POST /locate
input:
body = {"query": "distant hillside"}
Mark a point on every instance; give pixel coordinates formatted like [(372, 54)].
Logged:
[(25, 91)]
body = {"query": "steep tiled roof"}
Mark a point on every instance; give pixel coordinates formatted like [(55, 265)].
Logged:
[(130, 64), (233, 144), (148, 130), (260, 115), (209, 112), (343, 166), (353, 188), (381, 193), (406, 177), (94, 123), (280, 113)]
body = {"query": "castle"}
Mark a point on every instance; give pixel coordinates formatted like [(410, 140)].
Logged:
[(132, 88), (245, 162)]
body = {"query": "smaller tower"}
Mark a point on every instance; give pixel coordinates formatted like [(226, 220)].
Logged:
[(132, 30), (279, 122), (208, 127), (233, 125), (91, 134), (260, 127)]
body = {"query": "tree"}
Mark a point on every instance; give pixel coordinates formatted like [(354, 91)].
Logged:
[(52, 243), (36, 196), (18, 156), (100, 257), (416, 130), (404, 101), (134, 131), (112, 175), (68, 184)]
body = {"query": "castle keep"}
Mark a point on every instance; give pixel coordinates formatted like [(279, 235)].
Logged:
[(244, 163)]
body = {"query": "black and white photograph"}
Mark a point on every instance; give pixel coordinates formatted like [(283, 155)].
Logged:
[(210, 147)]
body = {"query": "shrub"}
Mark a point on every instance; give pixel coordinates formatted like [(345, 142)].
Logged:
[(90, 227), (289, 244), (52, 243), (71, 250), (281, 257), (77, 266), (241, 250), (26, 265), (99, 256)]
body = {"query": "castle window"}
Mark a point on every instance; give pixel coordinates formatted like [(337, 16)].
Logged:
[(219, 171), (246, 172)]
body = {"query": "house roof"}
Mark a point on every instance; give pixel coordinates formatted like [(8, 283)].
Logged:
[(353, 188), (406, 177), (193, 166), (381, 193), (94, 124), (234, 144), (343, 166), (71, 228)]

____

Task to complete: Please rewrite every line from the start of the records through the line containing "265), (99, 256)]", keeping the requests, and multiply each point coordinate in the answers by 0.6, rounding to whole numbers with halves going up. Numbers in the requests and their format samples stay as they are.

Full solution:
POST /locate
input:
body = {"query": "distant hillside"}
Mark a point on every instance; give pixel coordinates formatted like [(372, 54)].
Logged:
[(15, 55)]
body = {"query": "steep tiled roof"}
Mark a point on every instance; give pixel coordinates formatted like [(55, 265)].
Logged:
[(78, 38), (140, 86), (89, 78), (156, 69), (125, 67), (206, 100), (212, 113), (229, 116), (244, 106), (56, 74), (168, 68)]
body = {"query": "castle"}
Mark a point on every instance; give pixel coordinates formatted like [(410, 140)].
Logged:
[(79, 53), (147, 97)]
body = {"query": "smaller tower"}
Mark a point on every instance; give pixel coordinates formatted like [(226, 220)].
Logged:
[(79, 18), (167, 73), (125, 76), (140, 75), (55, 80), (156, 76)]
body = {"query": "tree"}
Mark a point on every instance; give pixel coordinates formatted like [(354, 91)].
Logged:
[(31, 146), (22, 118), (11, 94), (60, 154), (250, 78), (242, 61), (80, 79), (67, 105), (41, 110)]
body = {"query": "castle keep"}
Mark a point on every instance; give pixel coordinates formatted like [(279, 235)].
Logged:
[(146, 98)]
body = {"query": "black and white photograph"}
Mark a point on every instance; give pixel coordinates formatted like [(283, 155)].
Logged:
[(126, 88)]
body = {"query": "shrub"}
Mark a point on every instance; give pixel coordinates formatted like [(345, 142)].
Logged:
[(54, 136), (173, 146), (31, 146), (43, 150), (169, 154), (46, 160), (145, 150), (16, 159), (59, 154)]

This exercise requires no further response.